= Task statement =
In the email about TAI and calendar adjustments, what is the profession of the one user who complains about the issue?

= Extract to read =
+++++

When you say "defined for all history and the future", does that mean literally what it says? It accounts for the adjustments to the Calendar through various centuries, some of which are gaps of over a month (that is, corrections to get the calendar back in the right place, by adding more than a month or skipping more than a month)? I only have one user who bitches about this (he's an archeologist, so he has a reason, although his expectation may not be as reasonable as his reason). I'm not saying this is a requirement, I'm simply asking whether TAI can really handle these situations. Seth P.S.: If anyone receives this message as HTML or as combined plain text/html, please let me know. I think I've got the problem solved as long as haskell.org is in the address, but it may not be solved for addresses in other domains (such as John's above). Thanks, the response will help me troubleshoot. My logs are indicating that something went out as plain text, but I still get complaints that they arrived as html+plain text. TIA John Meacham wrote:
you forgot some vital ones
On Thu, Feb 03, 2005 at 02:43:50AM -0800, Ashley Yakeley wrote:
* POSIX time
Can do accurate calculations on calendar times. Can store UTC times reliably. Cannot store TAI times reliably. Broken for all leap seconds.

+++++

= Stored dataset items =
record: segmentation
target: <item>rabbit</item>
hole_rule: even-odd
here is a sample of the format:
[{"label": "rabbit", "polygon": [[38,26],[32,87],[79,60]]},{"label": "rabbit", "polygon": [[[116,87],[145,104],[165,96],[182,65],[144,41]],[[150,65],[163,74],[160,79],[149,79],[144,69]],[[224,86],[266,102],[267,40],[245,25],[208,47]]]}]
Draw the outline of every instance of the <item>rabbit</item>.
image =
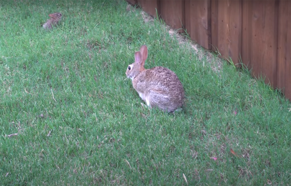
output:
[{"label": "rabbit", "polygon": [[56,12],[49,14],[49,16],[51,18],[48,19],[42,26],[45,29],[51,29],[52,28],[52,25],[56,25],[58,21],[61,21],[62,19],[62,14],[59,12]]},{"label": "rabbit", "polygon": [[135,61],[127,67],[125,74],[131,79],[133,88],[150,108],[157,107],[165,112],[182,109],[184,92],[175,73],[162,66],[144,68],[148,48],[142,46],[134,54]]}]

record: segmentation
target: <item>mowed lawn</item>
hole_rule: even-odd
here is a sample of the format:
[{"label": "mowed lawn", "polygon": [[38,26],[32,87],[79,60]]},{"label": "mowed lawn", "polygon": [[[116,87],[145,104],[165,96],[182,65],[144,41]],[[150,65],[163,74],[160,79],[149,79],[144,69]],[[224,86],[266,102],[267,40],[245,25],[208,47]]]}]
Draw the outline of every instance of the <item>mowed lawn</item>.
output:
[{"label": "mowed lawn", "polygon": [[[0,185],[291,185],[290,102],[127,6],[0,1]],[[125,79],[145,44],[182,111],[148,109]]]}]

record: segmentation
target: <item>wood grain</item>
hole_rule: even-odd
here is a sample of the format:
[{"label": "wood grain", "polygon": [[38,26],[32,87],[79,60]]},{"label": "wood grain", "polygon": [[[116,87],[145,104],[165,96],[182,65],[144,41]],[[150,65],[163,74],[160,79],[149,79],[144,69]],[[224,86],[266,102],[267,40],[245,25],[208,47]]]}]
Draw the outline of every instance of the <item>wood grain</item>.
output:
[{"label": "wood grain", "polygon": [[211,1],[211,50],[215,52],[218,47],[218,1]]},{"label": "wood grain", "polygon": [[161,16],[166,24],[180,32],[184,32],[185,25],[184,0],[161,1]]},{"label": "wood grain", "polygon": [[218,8],[218,50],[236,64],[242,53],[242,1],[219,1]]},{"label": "wood grain", "polygon": [[191,39],[206,49],[211,48],[210,0],[186,1],[185,23]]},{"label": "wood grain", "polygon": [[291,100],[291,1],[280,1],[278,8],[277,88]]},{"label": "wood grain", "polygon": [[157,12],[158,15],[160,13],[160,1],[159,0],[137,0],[137,2],[143,10],[149,15],[157,17]]}]

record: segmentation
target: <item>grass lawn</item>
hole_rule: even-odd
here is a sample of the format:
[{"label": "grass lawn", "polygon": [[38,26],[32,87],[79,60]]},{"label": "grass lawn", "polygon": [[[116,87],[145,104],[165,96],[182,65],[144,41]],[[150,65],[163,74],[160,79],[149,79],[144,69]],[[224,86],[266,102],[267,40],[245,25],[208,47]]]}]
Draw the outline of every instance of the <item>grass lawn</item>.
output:
[{"label": "grass lawn", "polygon": [[[127,5],[0,1],[0,185],[291,185],[290,102]],[[183,111],[143,107],[125,80],[144,44]]]}]

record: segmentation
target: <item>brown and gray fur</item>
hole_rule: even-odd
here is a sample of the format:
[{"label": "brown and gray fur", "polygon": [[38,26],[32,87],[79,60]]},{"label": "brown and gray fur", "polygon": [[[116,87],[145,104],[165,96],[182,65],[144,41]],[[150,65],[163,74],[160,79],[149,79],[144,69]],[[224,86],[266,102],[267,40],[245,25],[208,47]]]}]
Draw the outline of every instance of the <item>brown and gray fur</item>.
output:
[{"label": "brown and gray fur", "polygon": [[169,69],[156,66],[145,69],[148,48],[141,47],[134,54],[135,62],[128,66],[125,74],[133,88],[150,108],[157,107],[168,112],[181,108],[184,103],[183,86],[177,75]]},{"label": "brown and gray fur", "polygon": [[55,12],[49,15],[51,18],[48,19],[42,26],[45,29],[51,29],[52,25],[56,25],[62,19],[62,14],[59,12]]}]

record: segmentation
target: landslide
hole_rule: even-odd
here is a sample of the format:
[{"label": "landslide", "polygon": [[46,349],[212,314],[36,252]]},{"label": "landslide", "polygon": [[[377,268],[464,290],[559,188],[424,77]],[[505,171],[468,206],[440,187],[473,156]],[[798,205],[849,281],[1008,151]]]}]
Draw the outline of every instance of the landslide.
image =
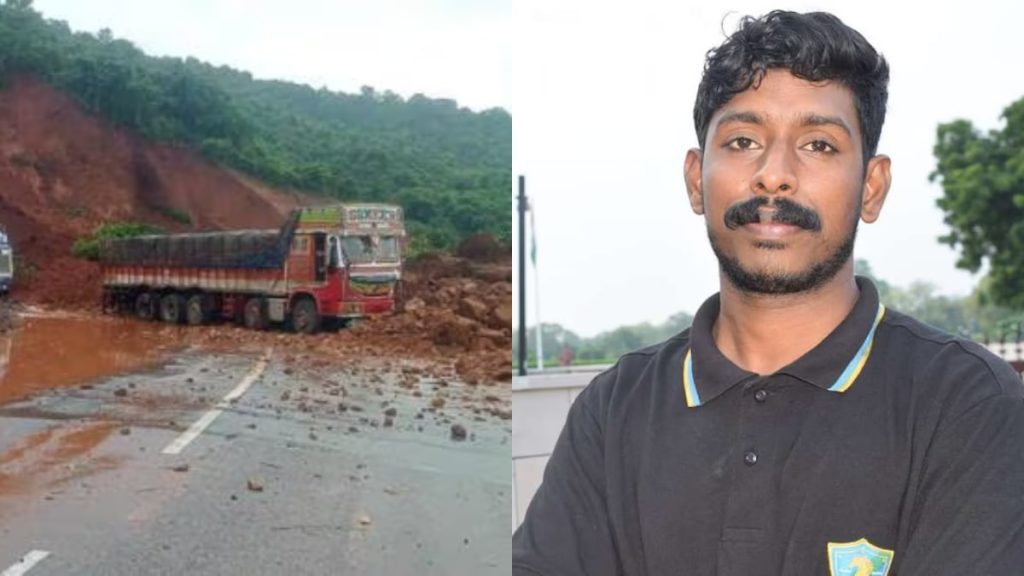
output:
[{"label": "landslide", "polygon": [[[0,227],[16,253],[17,302],[96,313],[98,268],[73,257],[71,247],[101,222],[172,232],[276,228],[292,208],[314,202],[322,201],[111,127],[31,77],[0,90]],[[338,361],[416,358],[438,377],[510,380],[511,254],[489,237],[471,238],[459,252],[409,262],[394,316],[312,337],[222,325],[189,328],[182,338]]]},{"label": "landslide", "polygon": [[0,90],[0,227],[14,246],[19,301],[96,305],[98,269],[71,247],[104,221],[174,232],[276,228],[303,200],[111,127],[32,77]]}]

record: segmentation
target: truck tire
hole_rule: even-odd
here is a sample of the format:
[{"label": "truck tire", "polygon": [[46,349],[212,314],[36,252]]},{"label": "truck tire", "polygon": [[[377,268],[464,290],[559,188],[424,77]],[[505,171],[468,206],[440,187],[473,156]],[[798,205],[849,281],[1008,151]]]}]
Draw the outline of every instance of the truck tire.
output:
[{"label": "truck tire", "polygon": [[191,326],[200,326],[210,321],[210,297],[206,294],[195,294],[185,302],[185,322]]},{"label": "truck tire", "polygon": [[300,334],[315,334],[319,330],[321,316],[316,302],[311,298],[299,298],[292,306],[292,330]]},{"label": "truck tire", "polygon": [[250,330],[266,330],[266,303],[263,298],[249,298],[242,311],[243,322]]},{"label": "truck tire", "polygon": [[181,294],[164,294],[160,299],[160,319],[168,324],[181,324],[185,320],[185,299]]},{"label": "truck tire", "polygon": [[152,292],[135,296],[135,316],[139,320],[153,320],[157,317],[157,298]]}]

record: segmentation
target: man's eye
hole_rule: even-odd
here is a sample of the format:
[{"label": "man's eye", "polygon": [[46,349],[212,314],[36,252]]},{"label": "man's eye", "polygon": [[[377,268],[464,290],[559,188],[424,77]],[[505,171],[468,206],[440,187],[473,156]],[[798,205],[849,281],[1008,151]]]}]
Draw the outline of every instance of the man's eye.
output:
[{"label": "man's eye", "polygon": [[754,148],[754,140],[752,140],[751,138],[739,136],[738,138],[733,138],[729,140],[728,145],[726,146],[728,148],[731,148],[732,150],[750,150]]},{"label": "man's eye", "polygon": [[835,154],[839,152],[838,150],[836,150],[836,147],[824,140],[812,140],[808,142],[806,146],[804,146],[804,148],[810,150],[811,152],[817,152],[819,154]]}]

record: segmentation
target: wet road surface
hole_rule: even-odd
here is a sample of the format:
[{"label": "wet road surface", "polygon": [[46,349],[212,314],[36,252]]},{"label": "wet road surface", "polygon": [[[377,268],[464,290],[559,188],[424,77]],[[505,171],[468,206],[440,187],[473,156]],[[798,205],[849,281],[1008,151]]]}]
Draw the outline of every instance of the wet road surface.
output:
[{"label": "wet road surface", "polygon": [[29,319],[5,349],[0,573],[510,571],[507,395],[116,319]]}]

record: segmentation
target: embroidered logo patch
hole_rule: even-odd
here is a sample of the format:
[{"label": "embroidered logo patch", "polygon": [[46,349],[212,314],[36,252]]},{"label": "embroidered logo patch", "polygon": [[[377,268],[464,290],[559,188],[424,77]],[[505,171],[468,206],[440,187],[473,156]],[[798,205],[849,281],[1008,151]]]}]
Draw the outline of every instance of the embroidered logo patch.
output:
[{"label": "embroidered logo patch", "polygon": [[856,542],[828,542],[828,573],[831,576],[886,576],[893,551],[861,538]]}]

+++++

= The completed task =
He is an archeologist.